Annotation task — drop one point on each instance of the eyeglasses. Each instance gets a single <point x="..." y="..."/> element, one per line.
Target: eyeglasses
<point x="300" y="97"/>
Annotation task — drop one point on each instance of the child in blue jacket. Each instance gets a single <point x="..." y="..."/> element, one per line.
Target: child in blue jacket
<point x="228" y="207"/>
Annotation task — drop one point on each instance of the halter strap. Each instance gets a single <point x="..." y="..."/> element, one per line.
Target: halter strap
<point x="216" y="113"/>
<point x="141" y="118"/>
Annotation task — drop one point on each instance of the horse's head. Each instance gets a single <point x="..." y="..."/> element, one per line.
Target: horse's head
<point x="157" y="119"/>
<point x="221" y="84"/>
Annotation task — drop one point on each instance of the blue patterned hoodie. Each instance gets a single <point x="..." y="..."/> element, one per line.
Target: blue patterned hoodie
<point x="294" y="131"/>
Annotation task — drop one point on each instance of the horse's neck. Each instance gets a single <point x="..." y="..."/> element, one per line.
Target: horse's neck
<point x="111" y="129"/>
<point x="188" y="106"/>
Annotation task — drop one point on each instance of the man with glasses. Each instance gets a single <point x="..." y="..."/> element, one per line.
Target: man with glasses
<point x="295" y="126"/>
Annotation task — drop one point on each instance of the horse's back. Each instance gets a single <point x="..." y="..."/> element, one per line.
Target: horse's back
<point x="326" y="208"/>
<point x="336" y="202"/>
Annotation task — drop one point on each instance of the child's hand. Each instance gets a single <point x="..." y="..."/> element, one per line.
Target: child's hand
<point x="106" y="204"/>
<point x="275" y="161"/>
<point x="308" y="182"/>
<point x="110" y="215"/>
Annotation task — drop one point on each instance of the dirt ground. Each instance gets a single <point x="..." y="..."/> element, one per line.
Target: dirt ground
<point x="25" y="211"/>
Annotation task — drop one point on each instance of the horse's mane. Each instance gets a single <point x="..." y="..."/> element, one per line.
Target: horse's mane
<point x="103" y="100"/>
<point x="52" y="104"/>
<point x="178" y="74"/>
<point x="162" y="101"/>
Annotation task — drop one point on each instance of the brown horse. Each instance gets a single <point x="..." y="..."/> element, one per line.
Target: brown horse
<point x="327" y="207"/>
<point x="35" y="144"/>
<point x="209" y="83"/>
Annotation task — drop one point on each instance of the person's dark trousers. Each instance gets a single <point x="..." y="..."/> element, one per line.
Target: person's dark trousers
=-=-=
TAREA BREVE:
Por favor, vuelve a escribir sin cambio alguno todas las líneas de los registros anteriores, de la primera a la última.

SOLUCIÓN:
Annotation task — drop one point on each instance of the eyeglasses. Each instance gets a single <point x="..." y="..."/> element, one per line.
Target: eyeglasses
<point x="300" y="97"/>
Annotation task — drop one point on each instance of the child in blue jacket. Each instance gets a single <point x="..." y="..."/> element, one per line.
Target: child in blue jacket
<point x="228" y="207"/>
Annotation task — drop one point on each instance of the halter strap. Each instance gets a single <point x="..." y="..."/> element, one per line.
Target: halter strap
<point x="216" y="113"/>
<point x="141" y="118"/>
Annotation task — drop one point on each instance of the horse's head. Each instance gets a single <point x="..." y="..."/> element, one per line.
Target: horse's head
<point x="157" y="119"/>
<point x="221" y="84"/>
Annotation task — drop one point on each instance of the blue patterned hoodie. Each instance gets a single <point x="..." y="..."/> element, one per line.
Target: blue patterned hoodie
<point x="294" y="131"/>
Annotation task — drop one point on each instance of the horse's neck. Each instance gets a single <point x="..." y="..."/> element, one per line.
Target: horse's neck
<point x="111" y="129"/>
<point x="188" y="106"/>
Annotation task — drop one point on each instance of the man with glasses. Each instance gets a single <point x="..." y="..."/> element, one per line.
Target: man with glasses
<point x="295" y="126"/>
Annotation task — drop one point on each instance of the horse's back. Each instance gets a single <point x="..." y="..."/> element, one per line.
Target: horse's back
<point x="326" y="208"/>
<point x="336" y="202"/>
Annotation task — drop one point on each instance of the child's hand. Each instance gets a single <point x="..." y="..."/> element, one per line.
Target: child's hand
<point x="106" y="204"/>
<point x="275" y="161"/>
<point x="308" y="182"/>
<point x="110" y="215"/>
Annotation task — drop one point on each instance of the dirt ground. Each instance gets a single <point x="..." y="..."/> element, one per line.
Target: dirt ground
<point x="25" y="211"/>
Annotation task — drop one point on each instance of the horse's mane. Each instance gets a single <point x="..." y="..."/> element, one per line.
Target: horse's mane
<point x="103" y="100"/>
<point x="52" y="104"/>
<point x="178" y="74"/>
<point x="162" y="101"/>
Annotation task — drop one point on each instance of the brown horse. Each instance gets a single <point x="..." y="..."/> element, one per line.
Target: brown horse
<point x="327" y="207"/>
<point x="35" y="144"/>
<point x="209" y="83"/>
Annotation task — drop one point on each instance of the person's dark trousers. Each instance gets a single <point x="..." y="..."/> element, one per line.
Target: person's dark trousers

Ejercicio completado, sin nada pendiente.